» **To do**
Repeat the lines of the items below exactly, beginning at the line that contains "Reviewer note: every instance of the rock" and stopping after the last line of the items.

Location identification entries
## BEGIN

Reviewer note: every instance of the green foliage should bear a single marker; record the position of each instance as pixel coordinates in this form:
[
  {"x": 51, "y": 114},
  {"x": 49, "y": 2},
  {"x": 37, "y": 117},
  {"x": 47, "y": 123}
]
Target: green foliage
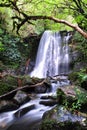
[
  {"x": 48, "y": 125},
  {"x": 10, "y": 52},
  {"x": 4, "y": 88},
  {"x": 78, "y": 77},
  {"x": 81, "y": 46}
]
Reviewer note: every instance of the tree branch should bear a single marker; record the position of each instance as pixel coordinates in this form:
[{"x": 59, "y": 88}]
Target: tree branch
[{"x": 77, "y": 28}]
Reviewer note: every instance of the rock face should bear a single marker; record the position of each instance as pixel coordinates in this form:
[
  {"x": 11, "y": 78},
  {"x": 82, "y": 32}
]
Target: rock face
[
  {"x": 23, "y": 111},
  {"x": 21, "y": 98},
  {"x": 84, "y": 84},
  {"x": 7, "y": 106}
]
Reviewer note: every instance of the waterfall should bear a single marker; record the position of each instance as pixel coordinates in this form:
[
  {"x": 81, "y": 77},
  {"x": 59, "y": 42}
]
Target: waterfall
[{"x": 52, "y": 55}]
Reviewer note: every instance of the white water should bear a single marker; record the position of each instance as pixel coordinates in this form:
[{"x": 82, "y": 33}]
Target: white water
[
  {"x": 52, "y": 59},
  {"x": 52, "y": 56}
]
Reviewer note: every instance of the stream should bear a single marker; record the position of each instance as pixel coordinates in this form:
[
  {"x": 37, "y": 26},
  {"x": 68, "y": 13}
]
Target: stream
[
  {"x": 53, "y": 58},
  {"x": 32, "y": 118}
]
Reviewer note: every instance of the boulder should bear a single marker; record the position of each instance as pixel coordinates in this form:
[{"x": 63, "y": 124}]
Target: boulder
[
  {"x": 21, "y": 98},
  {"x": 23, "y": 111},
  {"x": 49, "y": 103},
  {"x": 7, "y": 106}
]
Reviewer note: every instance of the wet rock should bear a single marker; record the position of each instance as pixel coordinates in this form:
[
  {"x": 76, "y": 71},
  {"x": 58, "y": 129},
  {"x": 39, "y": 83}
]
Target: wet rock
[
  {"x": 47, "y": 97},
  {"x": 84, "y": 84},
  {"x": 48, "y": 103},
  {"x": 23, "y": 111},
  {"x": 21, "y": 98},
  {"x": 7, "y": 106},
  {"x": 41, "y": 89}
]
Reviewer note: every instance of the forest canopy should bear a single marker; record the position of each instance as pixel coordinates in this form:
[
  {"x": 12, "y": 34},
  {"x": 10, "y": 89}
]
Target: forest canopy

## END

» **Result**
Reviewer note: every instance of the rock face should bear a single marker; record the position of each instance as pixel coordinates in this form:
[
  {"x": 11, "y": 78},
  {"x": 82, "y": 32}
]
Target: rock face
[
  {"x": 23, "y": 111},
  {"x": 21, "y": 98},
  {"x": 84, "y": 84},
  {"x": 7, "y": 106}
]
Reviewer note: every instance of the waterfall should bear a single marker; record the position of each instance as pixel coordinates in this form:
[
  {"x": 81, "y": 77},
  {"x": 59, "y": 42}
]
Target: waterfall
[{"x": 52, "y": 55}]
Reviewer note: every instance of the white water should bear a single marker; record the position of each instance as pixel coordinates in this form:
[{"x": 82, "y": 33}]
Target: white water
[
  {"x": 52, "y": 59},
  {"x": 52, "y": 56}
]
Reviewer note: every instance of the stream should bear a single marker; record the position of each instance as pixel coordinates in this form:
[
  {"x": 37, "y": 26},
  {"x": 68, "y": 13}
]
Target: stream
[
  {"x": 53, "y": 58},
  {"x": 32, "y": 118}
]
Reviewer note: every instance of the boulder should bear a single marker; record the position of each instance as pixel coordinates in this form:
[{"x": 63, "y": 124}]
Target: boulder
[
  {"x": 21, "y": 98},
  {"x": 23, "y": 111},
  {"x": 49, "y": 103},
  {"x": 7, "y": 106}
]
Reviewer note: every instance of the wet rock should bear a single marker; record the position of each instance as pixel coordinates in this form:
[
  {"x": 76, "y": 71},
  {"x": 58, "y": 129},
  {"x": 39, "y": 83}
]
Target: wet rock
[
  {"x": 47, "y": 97},
  {"x": 84, "y": 84},
  {"x": 48, "y": 103},
  {"x": 23, "y": 111},
  {"x": 21, "y": 98},
  {"x": 7, "y": 106},
  {"x": 41, "y": 89}
]
Reviewer note: every instance of the forest canopy should bear a single marker; record the position of each instance as pixel coordinates in this form:
[
  {"x": 12, "y": 34},
  {"x": 10, "y": 89}
]
Target: forest canopy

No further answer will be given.